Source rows
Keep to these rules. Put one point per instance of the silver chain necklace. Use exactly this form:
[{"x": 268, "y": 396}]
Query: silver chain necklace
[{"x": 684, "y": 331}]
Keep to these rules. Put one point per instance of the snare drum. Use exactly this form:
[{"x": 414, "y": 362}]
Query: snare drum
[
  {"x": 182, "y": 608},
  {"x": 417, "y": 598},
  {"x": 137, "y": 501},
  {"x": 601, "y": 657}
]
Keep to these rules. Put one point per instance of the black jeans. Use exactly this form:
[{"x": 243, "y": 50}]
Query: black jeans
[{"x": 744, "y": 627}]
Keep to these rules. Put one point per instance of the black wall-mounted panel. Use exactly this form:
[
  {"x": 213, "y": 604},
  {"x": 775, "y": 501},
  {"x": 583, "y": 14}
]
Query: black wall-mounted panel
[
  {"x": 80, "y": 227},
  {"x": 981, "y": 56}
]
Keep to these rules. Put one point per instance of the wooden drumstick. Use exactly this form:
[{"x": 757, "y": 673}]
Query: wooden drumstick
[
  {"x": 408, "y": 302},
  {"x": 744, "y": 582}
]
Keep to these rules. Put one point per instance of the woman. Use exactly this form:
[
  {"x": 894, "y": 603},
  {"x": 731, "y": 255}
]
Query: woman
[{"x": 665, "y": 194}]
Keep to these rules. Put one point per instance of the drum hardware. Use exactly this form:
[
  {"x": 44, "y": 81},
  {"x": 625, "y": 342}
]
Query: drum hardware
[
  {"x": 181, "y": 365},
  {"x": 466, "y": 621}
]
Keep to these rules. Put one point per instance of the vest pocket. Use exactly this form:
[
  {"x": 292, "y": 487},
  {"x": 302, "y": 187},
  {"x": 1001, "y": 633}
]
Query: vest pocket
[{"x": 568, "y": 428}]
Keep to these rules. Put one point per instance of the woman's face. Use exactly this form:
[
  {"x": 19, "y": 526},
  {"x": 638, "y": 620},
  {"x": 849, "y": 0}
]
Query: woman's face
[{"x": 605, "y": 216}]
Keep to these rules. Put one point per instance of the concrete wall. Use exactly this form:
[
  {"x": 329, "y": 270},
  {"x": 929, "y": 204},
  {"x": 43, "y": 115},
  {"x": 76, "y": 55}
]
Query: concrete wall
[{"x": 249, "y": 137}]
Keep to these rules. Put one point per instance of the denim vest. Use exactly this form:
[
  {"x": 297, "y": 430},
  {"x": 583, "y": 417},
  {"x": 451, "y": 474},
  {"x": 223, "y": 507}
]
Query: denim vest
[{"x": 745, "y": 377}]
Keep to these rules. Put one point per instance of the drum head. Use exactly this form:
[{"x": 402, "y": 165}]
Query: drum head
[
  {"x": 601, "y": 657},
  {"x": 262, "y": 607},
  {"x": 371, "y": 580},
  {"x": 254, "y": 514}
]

EXERCISE TASK: Copy word for word everything from the line containing "the drum hardware." down to the last line of the rows above.

SOLUTION TO THIS EXERCISE:
Keep to these rules. Put one point per instance of the drum hardware. Use exactly this form:
[
  {"x": 44, "y": 81},
  {"x": 625, "y": 342}
]
Query: drum hardware
[
  {"x": 181, "y": 365},
  {"x": 466, "y": 621}
]
Keep to these rules. Put one point per instance of the vest pocket. Use exactly this form:
[
  {"x": 292, "y": 487},
  {"x": 302, "y": 187},
  {"x": 1001, "y": 633}
]
Query: vest pocket
[{"x": 568, "y": 428}]
Keep to these rules. Put one point per instance of the woman's face. Use exactly this form:
[
  {"x": 19, "y": 526},
  {"x": 638, "y": 620},
  {"x": 849, "y": 0}
]
Query: woman's face
[{"x": 605, "y": 216}]
Keep to these rules. Put one point per instance of the concrete wall. Use exactly this form:
[
  {"x": 329, "y": 270},
  {"x": 929, "y": 204},
  {"x": 43, "y": 115},
  {"x": 76, "y": 55}
]
Query: concrete wall
[{"x": 249, "y": 137}]
Keep to these rules. Put one point per instance of the denim vest. Use exactly this form:
[
  {"x": 297, "y": 430},
  {"x": 583, "y": 417},
  {"x": 451, "y": 474},
  {"x": 223, "y": 507}
]
Query: denim vest
[{"x": 745, "y": 377}]
Keep to these rules. Put one point per instance of the drum head. Use exactly this form:
[{"x": 402, "y": 165}]
Query: drum head
[
  {"x": 601, "y": 657},
  {"x": 262, "y": 607},
  {"x": 371, "y": 580},
  {"x": 254, "y": 514}
]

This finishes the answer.